**GIVEN TASK**:
Reproduce everything from the line containing "Where can the white teeth" down to the end of the rows, requests included. Add 19 to each coordinate in the answer points, and leave the sample points inside the requests unchanged.
..............................
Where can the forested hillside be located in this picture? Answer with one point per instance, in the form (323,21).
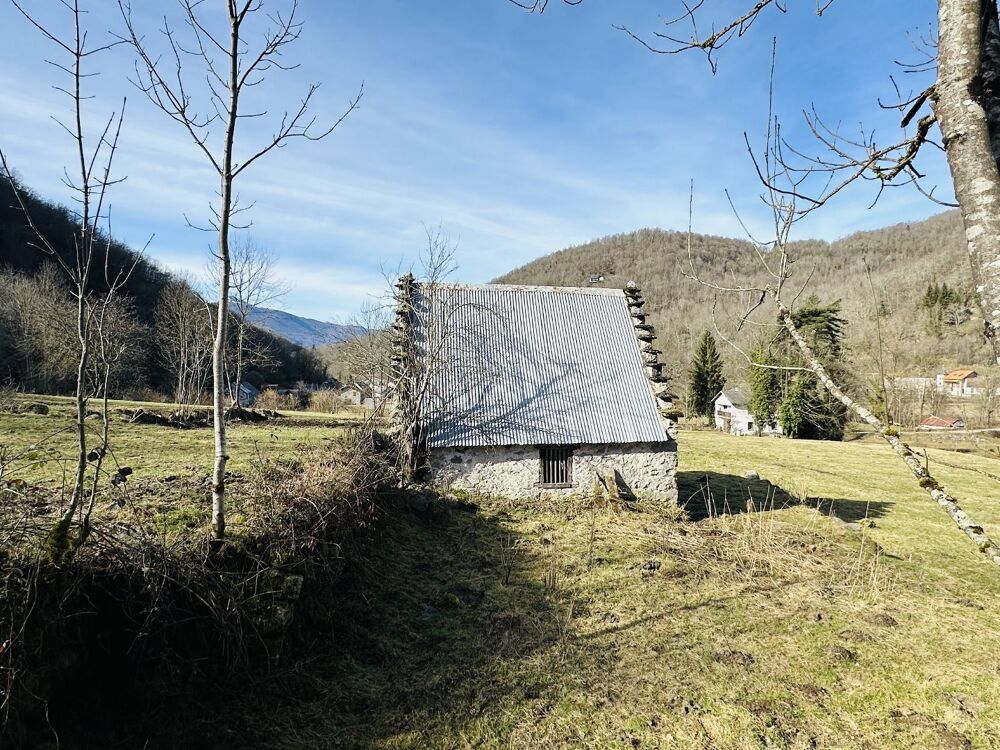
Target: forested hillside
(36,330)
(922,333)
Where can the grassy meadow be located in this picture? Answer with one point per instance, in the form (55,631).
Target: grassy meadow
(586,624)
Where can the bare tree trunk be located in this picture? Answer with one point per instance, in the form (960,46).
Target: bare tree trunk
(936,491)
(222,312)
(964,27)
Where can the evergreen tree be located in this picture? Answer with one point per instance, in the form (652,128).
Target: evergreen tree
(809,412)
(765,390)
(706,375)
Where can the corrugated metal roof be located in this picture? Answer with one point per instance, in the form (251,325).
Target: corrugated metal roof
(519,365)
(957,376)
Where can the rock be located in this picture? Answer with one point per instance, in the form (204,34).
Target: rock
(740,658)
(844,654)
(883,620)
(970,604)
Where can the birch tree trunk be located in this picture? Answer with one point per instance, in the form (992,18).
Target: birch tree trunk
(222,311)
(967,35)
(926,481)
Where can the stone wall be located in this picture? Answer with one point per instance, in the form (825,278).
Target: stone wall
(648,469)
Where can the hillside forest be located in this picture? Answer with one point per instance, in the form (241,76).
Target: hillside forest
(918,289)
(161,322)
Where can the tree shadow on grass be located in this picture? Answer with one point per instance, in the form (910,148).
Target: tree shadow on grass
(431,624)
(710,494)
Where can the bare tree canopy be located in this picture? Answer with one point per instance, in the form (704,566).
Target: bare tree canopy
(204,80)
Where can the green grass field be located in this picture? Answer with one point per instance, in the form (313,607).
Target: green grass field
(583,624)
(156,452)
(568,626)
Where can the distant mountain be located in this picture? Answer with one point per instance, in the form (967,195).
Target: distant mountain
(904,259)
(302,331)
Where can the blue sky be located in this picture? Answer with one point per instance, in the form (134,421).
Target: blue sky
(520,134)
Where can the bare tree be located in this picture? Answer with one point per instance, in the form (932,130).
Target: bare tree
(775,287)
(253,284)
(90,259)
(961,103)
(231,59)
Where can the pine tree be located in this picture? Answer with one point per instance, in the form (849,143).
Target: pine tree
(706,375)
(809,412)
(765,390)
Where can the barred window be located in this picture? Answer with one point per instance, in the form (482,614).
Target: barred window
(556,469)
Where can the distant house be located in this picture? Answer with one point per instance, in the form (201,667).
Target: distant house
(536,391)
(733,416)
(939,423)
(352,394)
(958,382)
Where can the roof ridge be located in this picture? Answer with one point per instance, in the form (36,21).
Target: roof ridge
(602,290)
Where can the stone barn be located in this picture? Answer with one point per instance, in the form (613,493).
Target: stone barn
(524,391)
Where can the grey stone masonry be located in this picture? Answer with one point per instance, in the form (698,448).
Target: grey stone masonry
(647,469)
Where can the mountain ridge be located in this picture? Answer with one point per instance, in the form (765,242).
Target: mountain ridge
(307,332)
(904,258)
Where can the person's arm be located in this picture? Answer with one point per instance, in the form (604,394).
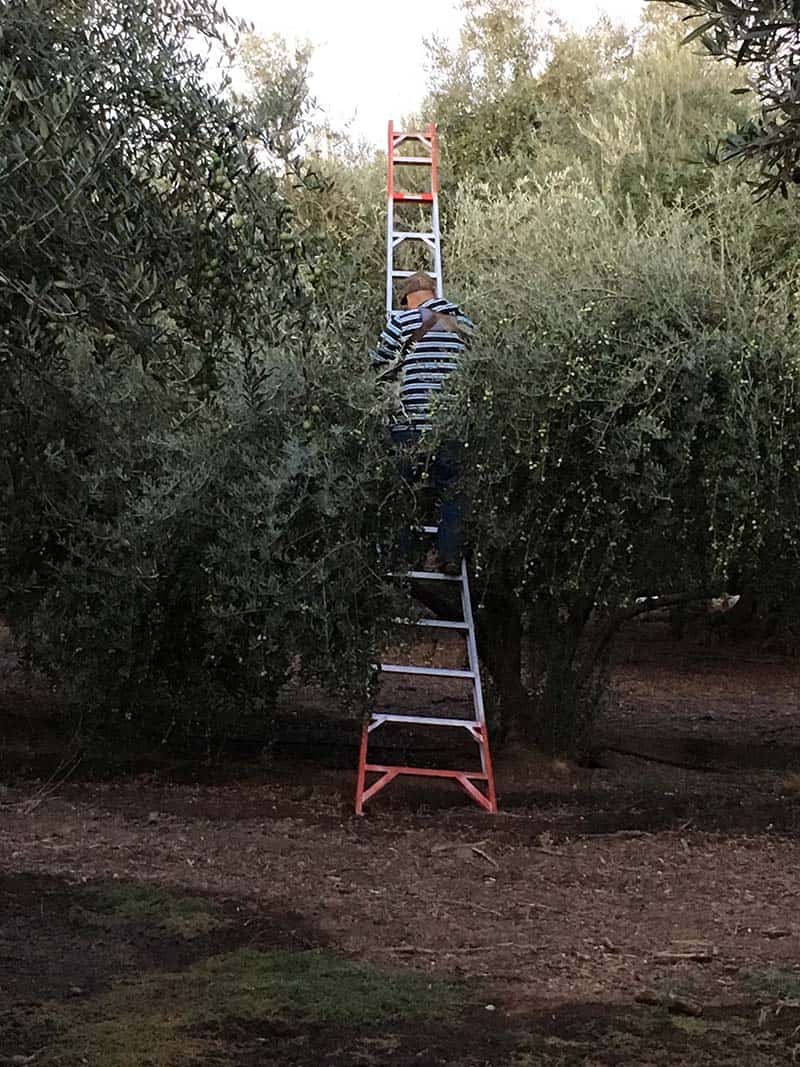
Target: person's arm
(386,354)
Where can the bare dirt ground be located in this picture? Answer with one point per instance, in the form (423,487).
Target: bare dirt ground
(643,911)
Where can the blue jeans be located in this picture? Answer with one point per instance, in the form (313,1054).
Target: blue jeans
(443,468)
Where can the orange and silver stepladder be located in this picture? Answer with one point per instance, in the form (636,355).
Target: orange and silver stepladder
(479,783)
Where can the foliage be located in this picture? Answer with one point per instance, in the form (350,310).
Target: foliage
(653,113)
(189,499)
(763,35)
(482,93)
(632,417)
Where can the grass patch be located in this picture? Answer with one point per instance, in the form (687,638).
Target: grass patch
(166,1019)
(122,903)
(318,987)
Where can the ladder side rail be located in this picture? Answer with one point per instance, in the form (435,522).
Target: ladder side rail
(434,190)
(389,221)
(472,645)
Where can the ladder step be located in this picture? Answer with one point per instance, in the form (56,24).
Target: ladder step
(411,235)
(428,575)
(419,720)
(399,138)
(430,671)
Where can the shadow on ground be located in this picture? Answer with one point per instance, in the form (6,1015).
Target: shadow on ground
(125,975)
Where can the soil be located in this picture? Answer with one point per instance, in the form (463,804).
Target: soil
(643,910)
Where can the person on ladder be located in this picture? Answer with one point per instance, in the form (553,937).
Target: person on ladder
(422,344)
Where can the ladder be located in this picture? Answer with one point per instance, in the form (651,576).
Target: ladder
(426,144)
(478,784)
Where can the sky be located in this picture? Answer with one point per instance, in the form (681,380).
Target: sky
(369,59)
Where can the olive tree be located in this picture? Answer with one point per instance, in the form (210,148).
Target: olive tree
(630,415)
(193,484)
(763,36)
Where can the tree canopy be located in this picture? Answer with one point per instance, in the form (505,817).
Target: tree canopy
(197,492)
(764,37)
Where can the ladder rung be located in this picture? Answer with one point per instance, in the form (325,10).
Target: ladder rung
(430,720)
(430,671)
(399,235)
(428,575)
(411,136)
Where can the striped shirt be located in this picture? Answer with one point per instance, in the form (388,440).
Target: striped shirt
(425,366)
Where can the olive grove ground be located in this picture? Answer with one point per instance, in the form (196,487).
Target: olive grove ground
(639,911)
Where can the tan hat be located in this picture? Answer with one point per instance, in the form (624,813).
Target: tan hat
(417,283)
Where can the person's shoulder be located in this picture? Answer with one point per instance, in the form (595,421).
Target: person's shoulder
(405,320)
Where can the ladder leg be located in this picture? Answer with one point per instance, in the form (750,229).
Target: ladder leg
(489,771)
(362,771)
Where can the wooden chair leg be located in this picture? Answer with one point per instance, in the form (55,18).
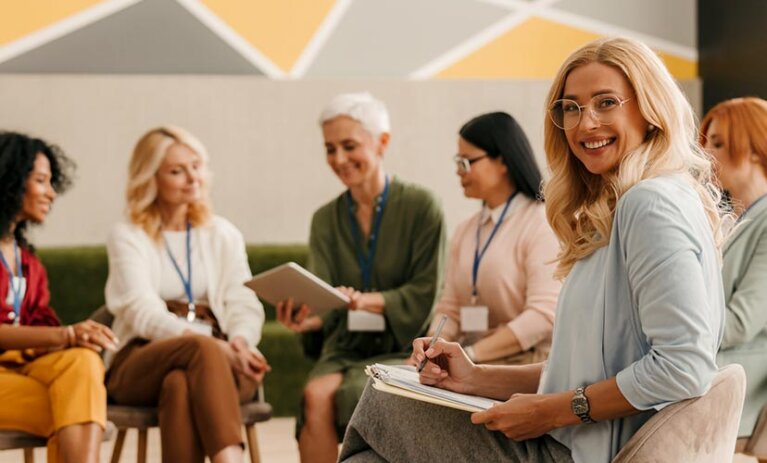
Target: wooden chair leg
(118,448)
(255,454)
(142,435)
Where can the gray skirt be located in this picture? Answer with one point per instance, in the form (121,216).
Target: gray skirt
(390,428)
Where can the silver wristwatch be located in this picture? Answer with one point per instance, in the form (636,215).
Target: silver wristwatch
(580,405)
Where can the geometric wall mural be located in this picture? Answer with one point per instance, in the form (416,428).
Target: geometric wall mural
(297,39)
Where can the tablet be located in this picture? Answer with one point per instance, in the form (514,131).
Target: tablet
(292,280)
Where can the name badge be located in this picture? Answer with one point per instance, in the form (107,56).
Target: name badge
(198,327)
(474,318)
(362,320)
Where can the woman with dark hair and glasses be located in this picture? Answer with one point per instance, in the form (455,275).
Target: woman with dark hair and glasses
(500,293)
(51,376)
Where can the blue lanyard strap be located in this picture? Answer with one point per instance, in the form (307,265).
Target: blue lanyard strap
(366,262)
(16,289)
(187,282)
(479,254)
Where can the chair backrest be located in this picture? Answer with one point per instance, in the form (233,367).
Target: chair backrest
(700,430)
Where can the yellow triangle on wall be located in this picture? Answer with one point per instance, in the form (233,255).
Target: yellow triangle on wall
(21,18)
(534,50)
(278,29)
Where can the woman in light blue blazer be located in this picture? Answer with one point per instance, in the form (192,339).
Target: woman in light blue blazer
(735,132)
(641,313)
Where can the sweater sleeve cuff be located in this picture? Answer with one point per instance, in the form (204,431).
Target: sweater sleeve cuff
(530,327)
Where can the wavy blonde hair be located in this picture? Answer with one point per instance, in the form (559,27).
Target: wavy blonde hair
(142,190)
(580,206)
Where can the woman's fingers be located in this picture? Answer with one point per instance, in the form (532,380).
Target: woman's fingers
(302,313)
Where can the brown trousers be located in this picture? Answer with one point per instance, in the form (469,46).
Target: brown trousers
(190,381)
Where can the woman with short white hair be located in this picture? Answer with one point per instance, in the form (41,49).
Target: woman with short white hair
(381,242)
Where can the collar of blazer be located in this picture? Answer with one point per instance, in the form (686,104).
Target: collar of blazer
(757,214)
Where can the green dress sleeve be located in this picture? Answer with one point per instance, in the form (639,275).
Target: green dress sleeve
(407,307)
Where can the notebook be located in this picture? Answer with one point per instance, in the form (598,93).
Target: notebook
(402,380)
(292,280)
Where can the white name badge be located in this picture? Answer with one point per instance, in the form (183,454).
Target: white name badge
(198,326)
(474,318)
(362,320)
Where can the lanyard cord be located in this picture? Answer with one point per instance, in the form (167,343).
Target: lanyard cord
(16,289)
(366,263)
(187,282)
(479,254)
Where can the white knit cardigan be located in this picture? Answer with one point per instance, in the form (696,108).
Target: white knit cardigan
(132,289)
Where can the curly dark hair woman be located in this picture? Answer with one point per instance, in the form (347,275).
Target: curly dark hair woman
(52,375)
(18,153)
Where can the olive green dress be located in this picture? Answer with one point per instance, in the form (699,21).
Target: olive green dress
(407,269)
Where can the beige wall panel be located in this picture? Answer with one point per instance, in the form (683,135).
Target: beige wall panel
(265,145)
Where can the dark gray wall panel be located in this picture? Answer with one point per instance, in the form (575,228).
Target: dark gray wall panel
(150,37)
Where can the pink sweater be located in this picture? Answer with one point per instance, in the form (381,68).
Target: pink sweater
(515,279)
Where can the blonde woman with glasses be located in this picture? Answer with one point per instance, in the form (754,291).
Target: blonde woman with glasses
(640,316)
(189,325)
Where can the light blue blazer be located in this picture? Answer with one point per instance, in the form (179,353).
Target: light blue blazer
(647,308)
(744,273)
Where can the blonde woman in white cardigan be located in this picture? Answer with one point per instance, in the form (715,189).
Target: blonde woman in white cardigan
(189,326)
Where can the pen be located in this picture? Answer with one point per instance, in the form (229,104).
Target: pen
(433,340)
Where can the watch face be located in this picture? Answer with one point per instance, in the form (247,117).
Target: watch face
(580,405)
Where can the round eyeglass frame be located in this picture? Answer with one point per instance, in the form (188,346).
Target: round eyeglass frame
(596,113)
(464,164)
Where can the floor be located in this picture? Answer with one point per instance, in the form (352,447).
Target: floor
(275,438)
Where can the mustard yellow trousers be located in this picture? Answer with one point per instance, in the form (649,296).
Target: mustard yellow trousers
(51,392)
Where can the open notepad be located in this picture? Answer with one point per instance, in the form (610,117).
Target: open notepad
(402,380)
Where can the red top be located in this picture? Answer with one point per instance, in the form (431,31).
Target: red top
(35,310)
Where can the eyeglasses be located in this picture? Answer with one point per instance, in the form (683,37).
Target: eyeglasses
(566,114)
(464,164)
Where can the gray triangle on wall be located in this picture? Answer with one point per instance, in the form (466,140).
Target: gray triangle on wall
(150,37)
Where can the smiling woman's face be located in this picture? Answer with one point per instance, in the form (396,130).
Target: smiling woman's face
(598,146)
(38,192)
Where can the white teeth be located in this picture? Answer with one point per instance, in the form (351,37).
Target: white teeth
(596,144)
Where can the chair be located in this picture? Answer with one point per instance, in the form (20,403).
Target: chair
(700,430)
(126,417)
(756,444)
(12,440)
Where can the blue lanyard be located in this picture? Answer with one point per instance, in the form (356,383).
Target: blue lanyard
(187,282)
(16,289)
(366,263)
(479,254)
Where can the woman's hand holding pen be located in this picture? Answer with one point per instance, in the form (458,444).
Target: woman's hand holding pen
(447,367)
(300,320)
..............................
**ANSWER**:
Where can the white teeth be located in this picture? Answer with one point per instance, in the form (351,37).
Target: white teeth
(615,163)
Where can the chair be located in this picture? Answer with one point per instance, in the form (20,403).
Target: chair
(719,449)
(145,436)
(775,463)
(31,459)
Where can the blue lanyard be located in this picture? Answer with one point per instance, in the form (356,383).
Target: blue lanyard
(206,301)
(35,308)
(385,282)
(498,273)
Where can the woman's hand holding pen be located in this picture? Answer with one point per instance, in the form (458,444).
Target: woman's hand holding pen
(466,386)
(319,339)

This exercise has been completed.